■ The request: Locate every line in the items below that contains the word "shrub" and reproduce each such line in full.

■ Data shown:
- - -

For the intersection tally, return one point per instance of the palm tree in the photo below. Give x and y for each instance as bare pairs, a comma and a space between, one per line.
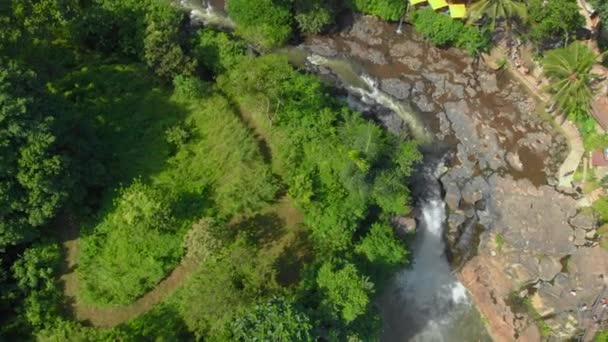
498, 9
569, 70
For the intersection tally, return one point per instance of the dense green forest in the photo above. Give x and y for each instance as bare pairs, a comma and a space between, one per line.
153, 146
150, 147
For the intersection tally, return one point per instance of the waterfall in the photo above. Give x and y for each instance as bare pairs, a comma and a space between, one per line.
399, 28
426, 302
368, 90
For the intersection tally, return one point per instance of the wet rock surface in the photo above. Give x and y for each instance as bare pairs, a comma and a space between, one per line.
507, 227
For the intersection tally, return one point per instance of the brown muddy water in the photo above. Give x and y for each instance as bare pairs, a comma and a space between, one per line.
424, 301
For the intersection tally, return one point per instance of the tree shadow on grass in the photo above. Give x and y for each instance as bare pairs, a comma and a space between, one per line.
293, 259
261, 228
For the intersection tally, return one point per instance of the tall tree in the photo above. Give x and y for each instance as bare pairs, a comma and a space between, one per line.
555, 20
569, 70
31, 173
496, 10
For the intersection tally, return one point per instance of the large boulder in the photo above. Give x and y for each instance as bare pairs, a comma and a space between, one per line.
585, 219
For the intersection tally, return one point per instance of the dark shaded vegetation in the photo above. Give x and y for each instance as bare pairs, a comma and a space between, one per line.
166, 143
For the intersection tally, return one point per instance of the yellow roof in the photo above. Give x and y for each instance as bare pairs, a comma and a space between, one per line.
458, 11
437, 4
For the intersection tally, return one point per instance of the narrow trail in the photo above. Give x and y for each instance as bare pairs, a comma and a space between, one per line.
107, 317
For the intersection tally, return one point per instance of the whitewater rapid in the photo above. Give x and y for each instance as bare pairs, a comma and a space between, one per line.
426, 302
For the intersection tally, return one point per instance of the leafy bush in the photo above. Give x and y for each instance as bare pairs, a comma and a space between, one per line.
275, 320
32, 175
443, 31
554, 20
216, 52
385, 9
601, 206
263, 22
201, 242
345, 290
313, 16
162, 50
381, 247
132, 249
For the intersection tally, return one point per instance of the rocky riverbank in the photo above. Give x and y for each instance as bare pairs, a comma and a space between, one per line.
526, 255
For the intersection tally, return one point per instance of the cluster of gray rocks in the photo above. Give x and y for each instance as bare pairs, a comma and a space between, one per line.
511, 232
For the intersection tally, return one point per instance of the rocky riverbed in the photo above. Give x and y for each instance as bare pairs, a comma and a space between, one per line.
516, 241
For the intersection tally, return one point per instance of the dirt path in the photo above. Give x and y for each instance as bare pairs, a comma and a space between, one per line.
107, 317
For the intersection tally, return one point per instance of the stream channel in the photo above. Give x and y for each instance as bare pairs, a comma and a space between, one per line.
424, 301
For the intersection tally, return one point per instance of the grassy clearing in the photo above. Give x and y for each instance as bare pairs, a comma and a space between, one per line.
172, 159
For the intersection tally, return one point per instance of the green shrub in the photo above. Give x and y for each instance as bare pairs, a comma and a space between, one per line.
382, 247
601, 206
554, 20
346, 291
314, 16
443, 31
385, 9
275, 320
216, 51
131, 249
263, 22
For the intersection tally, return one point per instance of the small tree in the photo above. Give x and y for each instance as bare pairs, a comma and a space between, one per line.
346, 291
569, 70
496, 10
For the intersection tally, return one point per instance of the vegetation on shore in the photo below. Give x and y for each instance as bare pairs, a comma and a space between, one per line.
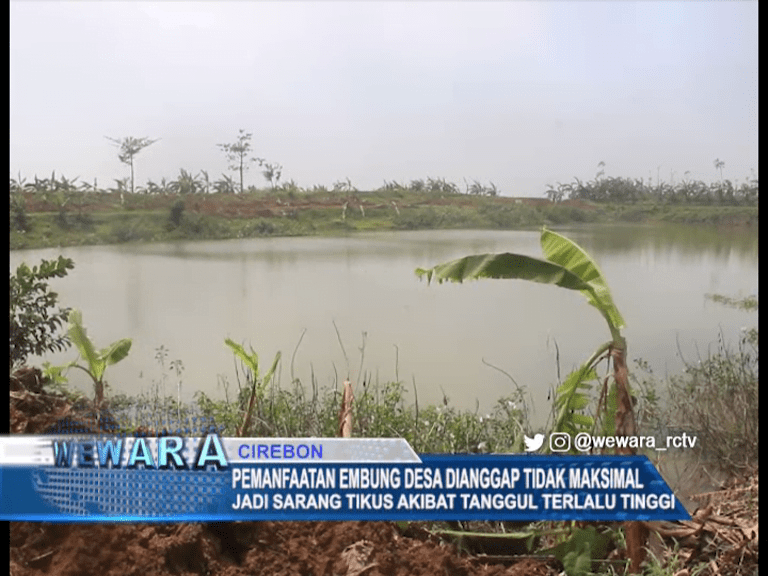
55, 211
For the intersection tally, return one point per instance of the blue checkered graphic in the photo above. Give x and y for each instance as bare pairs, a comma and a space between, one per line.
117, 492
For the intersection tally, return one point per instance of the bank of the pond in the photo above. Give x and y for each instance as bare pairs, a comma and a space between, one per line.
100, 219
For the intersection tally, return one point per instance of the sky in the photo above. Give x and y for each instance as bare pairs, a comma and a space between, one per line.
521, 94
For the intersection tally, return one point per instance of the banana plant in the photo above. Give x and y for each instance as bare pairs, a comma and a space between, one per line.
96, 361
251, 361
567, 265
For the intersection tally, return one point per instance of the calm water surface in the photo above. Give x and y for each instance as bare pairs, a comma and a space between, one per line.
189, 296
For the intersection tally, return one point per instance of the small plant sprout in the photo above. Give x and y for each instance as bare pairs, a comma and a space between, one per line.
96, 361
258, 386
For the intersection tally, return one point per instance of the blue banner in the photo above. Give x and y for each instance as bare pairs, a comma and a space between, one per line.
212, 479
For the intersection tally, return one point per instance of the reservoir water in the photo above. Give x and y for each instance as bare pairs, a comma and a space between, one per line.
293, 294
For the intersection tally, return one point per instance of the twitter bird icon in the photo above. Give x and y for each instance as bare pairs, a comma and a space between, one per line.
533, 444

- - -

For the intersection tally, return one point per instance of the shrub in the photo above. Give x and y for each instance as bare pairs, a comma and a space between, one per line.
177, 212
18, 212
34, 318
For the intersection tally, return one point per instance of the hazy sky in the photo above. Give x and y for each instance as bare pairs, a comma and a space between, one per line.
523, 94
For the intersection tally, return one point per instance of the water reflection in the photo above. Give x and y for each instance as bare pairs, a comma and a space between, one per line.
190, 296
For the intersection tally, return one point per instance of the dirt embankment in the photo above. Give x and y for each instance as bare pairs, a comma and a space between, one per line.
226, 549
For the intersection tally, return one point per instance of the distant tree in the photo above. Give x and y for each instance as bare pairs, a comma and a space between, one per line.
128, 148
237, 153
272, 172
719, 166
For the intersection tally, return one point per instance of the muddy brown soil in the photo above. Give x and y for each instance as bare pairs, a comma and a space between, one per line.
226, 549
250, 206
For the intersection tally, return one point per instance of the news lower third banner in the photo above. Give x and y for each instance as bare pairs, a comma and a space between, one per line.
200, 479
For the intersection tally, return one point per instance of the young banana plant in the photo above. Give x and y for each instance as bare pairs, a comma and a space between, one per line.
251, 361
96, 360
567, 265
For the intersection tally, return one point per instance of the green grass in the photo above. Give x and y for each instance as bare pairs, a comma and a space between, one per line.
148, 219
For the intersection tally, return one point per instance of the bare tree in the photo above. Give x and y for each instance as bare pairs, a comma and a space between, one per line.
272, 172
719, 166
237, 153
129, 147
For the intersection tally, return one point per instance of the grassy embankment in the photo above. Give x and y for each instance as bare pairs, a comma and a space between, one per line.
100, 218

- - -

■ Result below:
For the intersection tally, return one point per instance of the green shrub in the photo above. Give x and y for each instance as bare pairs, a comma and a space between, one per line.
For the intersection tally, return one point per instance of the shrub in the photo above. Give x and y for each instance as bare pairs, a comma and a space between, one per line.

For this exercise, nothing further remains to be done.